___ SOURCE EXTRACT ___
Last year I made a video that EXPLODED, and instead of the typical comments like “you’re hilarious! 🤣🤣”, the comments section was a bit more…let’s say…disappointed.

Because of this, I refrained from reading the comments of the video, because in the beginning, most of it was all so very negative.

One day I accidentally clicked on a notification from the video.

I read the comment.

It actually…wasn’t as bad as I thought it would have been.

That inspired me to go back and see if there are more comments from people that actually understood my point in the video.

But because many of the top comments were negative from the last time I checked, I really didn’t want to sift through aaaall that negativity. So, I let my NLP do it for me, and here’s how I did it.

This process took approximately….forever. And even though I’m really proud of myself for finishing this, I have learned that I kinda bit off a bit more than I could chew with data science. And I need to start from the beginning.

The HOW and WHY of my NLP

We need to understand what the heck we are actually trying to accomplish.

So in reality, we want to read YouTube comments. You only want to turn those YouTube comments into vectors so that our machine learning algorithm can decipher those comments and do what we want it to do with those comments.

We want to group our comments into different topics to see if we can find underlying themes in the bloodbath — I mean, the comment section.

So that means that we need to go to YouTube. But instead of us downloading or copying and pasting each and every single YouTube comment under that video (which had over 150 comments), we need to work a little bit smarter and not so much harder.

A brief lesson on APIs.

In order to do that we’re going to use something called an API, an Application Programming Interface.

Just for giggles, let’s look up what an API is:

“An application programming interface (API) is a computing interface that defines interactions between multiple software intermediaries.” From mighty Wikipedia.

Live footage of myself after reading that definition.

Live footage of myself after reading that description.

I don’t like that definition. So here is my own.

An API is a middleman for you to get the information that you need from a software or program without manually exploring the entire software (in this case YouTube).

API is kind of like having your mini YouTube inside of your Jupyter notebook. It’s kind of like going into the backdoor to steal the PS5 in the basement of your neighbor's house versus going through the front door, greeting all the family members, going downstairs and *inconspicuously* take the console and run with it.

So instead of me going to YouTube.com to sift through all those YouTube comments, I’m going to the back end and with a small query search, I can find that YouTube video, scrape all the comments, and put them into a spreadsheet.

Obviously, it’s not going to be that simple since it took me almost 3 months to do this project, but you get the gist.

But seriously, APIs are important. If you ever wanted to make an app that requires Google Calendar, you’re going to need a Google API. If you want to include some sort of app that already exists into something you create, then you’re going to need that app’s API.

So if you think about it, waitresses are APIs because they deliver your food that you ordered. You don’t have to go up to the actual cook to ask when your food is going to be ready.

This was actually my first time using an API (can you tell?). And I don’t quite exactly know the ins and outs of accessing the YouTube API, so here is the tutorial that I followed to help me do that for the first time.

Although, one thing I’m learning about machine learning tutorials online is that, when you try and apply what you learned to your own unique project, it’s never as simple as copy and paste. Never.

The data is never as cute and clean, and the models need more tuning.
___ LISTED RECORDS ___
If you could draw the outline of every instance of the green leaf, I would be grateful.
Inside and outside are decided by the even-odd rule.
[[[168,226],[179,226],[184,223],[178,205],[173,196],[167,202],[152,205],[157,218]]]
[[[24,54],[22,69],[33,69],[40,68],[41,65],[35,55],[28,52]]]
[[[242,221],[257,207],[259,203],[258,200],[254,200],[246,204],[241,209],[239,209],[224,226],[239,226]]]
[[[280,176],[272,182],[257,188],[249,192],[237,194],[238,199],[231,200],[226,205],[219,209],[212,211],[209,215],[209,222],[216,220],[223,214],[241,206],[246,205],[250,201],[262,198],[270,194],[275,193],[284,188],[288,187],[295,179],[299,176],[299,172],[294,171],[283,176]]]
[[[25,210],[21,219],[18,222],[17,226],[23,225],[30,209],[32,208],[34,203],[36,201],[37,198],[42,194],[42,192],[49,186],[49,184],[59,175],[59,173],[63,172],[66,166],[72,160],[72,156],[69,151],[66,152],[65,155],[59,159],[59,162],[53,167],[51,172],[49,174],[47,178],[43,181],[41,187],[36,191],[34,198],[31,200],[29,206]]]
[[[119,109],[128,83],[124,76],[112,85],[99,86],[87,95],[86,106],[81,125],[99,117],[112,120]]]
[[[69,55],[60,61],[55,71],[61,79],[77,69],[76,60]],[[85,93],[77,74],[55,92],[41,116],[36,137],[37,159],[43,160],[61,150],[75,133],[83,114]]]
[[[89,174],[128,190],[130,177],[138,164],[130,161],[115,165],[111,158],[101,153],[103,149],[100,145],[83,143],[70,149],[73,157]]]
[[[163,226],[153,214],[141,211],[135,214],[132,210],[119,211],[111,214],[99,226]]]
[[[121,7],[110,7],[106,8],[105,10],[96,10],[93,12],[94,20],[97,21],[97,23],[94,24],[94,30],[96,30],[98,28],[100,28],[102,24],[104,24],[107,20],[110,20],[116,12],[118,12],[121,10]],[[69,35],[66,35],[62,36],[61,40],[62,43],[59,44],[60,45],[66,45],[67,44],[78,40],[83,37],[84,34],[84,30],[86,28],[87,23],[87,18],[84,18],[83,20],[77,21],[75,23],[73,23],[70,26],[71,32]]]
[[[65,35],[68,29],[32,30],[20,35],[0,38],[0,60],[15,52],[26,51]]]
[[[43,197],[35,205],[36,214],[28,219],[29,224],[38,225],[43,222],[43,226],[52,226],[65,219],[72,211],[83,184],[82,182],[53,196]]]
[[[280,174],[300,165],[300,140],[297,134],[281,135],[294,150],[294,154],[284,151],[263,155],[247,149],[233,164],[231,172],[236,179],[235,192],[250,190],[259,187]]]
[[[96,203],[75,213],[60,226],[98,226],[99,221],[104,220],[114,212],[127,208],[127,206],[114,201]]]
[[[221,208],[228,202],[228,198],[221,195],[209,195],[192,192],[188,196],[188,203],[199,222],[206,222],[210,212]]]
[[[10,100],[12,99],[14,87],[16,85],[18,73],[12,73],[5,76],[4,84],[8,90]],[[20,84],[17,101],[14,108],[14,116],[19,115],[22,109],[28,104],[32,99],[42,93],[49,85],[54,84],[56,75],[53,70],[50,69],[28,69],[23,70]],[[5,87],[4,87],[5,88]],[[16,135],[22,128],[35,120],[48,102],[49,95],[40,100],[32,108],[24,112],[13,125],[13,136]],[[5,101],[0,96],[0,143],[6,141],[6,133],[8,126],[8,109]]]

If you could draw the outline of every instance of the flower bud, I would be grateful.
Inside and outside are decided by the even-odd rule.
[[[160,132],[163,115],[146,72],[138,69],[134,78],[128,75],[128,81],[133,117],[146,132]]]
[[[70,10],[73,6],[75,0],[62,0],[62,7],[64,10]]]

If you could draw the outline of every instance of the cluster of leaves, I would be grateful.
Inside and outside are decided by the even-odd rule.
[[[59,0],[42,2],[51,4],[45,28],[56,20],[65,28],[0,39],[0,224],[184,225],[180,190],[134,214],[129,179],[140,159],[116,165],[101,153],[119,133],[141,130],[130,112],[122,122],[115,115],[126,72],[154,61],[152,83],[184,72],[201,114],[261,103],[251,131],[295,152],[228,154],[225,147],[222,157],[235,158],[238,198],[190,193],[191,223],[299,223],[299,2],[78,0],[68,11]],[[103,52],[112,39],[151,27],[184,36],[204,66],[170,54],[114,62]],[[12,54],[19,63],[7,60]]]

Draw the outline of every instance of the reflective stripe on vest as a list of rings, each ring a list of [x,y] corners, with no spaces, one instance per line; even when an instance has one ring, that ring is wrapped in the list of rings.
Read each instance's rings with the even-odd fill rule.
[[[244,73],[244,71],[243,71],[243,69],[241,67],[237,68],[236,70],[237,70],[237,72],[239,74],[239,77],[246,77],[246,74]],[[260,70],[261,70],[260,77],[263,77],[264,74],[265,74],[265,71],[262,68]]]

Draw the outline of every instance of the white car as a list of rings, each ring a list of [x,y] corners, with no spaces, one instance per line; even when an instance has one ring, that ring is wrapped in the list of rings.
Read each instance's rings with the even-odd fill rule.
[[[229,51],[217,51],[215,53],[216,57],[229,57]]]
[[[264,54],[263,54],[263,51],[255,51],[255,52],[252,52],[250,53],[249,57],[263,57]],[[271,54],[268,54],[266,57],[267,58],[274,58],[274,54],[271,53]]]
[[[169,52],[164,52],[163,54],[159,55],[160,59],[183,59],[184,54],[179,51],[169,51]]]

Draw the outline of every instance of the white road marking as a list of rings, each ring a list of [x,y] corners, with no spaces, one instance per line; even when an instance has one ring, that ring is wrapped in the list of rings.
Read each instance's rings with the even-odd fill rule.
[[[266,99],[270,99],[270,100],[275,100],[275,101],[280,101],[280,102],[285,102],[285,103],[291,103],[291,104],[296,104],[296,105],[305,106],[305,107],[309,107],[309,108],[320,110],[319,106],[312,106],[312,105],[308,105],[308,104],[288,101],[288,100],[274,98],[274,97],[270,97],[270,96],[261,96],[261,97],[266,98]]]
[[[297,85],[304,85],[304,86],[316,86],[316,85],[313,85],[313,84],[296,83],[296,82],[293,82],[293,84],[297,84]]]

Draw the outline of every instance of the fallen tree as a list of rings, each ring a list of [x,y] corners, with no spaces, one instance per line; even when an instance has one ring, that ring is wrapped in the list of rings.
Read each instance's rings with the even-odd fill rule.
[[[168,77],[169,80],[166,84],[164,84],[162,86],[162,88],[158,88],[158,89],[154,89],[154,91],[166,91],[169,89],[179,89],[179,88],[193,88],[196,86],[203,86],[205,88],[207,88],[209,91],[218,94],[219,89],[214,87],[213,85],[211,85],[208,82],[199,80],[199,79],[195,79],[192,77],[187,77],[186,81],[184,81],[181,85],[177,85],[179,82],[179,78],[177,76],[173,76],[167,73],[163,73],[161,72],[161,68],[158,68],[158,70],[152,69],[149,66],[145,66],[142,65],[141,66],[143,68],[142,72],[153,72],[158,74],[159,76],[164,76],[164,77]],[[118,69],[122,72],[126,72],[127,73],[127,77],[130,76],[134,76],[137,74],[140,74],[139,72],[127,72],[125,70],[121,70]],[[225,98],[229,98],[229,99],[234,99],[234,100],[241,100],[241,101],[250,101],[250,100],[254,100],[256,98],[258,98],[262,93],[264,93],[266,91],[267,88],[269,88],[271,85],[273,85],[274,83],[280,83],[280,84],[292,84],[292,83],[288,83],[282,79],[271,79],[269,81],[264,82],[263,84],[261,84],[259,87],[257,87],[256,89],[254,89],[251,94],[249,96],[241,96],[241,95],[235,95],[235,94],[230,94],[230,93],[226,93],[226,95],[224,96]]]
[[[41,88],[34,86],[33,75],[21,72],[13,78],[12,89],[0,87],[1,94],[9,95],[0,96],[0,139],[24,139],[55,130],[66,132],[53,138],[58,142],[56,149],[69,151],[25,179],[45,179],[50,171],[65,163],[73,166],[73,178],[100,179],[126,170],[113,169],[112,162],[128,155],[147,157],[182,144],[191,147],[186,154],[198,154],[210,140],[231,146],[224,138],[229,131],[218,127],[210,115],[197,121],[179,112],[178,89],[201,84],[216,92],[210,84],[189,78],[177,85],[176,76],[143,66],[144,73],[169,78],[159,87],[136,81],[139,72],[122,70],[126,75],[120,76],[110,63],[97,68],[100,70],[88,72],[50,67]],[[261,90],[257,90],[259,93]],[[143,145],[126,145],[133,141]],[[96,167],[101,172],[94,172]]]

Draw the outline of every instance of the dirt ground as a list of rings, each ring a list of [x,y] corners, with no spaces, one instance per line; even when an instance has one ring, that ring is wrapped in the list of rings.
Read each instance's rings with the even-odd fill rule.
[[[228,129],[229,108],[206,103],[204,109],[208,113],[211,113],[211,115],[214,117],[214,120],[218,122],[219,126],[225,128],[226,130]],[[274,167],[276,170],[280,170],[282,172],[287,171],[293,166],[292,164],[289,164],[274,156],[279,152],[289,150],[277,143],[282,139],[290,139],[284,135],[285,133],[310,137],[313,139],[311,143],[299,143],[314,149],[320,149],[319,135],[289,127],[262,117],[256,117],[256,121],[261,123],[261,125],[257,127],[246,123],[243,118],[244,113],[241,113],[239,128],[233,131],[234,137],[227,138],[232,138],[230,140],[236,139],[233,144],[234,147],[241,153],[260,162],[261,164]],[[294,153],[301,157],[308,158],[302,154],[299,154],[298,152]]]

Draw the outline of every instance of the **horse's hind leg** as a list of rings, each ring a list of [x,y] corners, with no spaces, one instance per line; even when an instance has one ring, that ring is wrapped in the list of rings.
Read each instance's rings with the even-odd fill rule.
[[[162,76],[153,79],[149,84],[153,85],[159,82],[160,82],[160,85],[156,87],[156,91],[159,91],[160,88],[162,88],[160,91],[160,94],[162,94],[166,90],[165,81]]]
___
• **STATED PROBLEM**:
Does each statement agree with the post about YouTube comments? Answer yes or no for each, quoting the words from the post that decide it.
(a) The video had more than 150 comments.
(b) The writer had used APIs many times before this project.
(c) The project took the writer nearly three months.
The records have no connection to the text.

• **FINISHED EXERCISE**:
(a) Yes: "which had over 150 comments"
(b) No: "This was actually my first time using an API"
(c) Yes: "it took me almost 3 months to do this project"